Requirement - Would you please copy each line of the listing that mentions "pair"?

Data for this exercise -

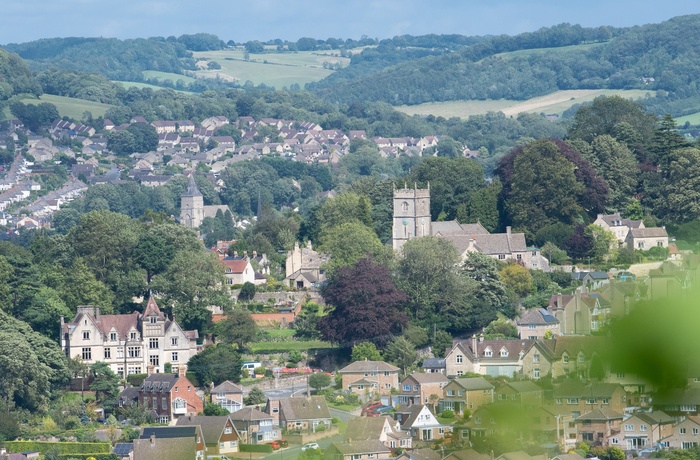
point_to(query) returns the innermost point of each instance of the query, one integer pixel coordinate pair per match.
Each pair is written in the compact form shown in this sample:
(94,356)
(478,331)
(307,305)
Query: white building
(128,343)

Solution for this problem -
point_to(query) returns the innermost point of each instance of the query, one integer pixel coordinate pair per match.
Each pair is written in the compact form shown in this sample:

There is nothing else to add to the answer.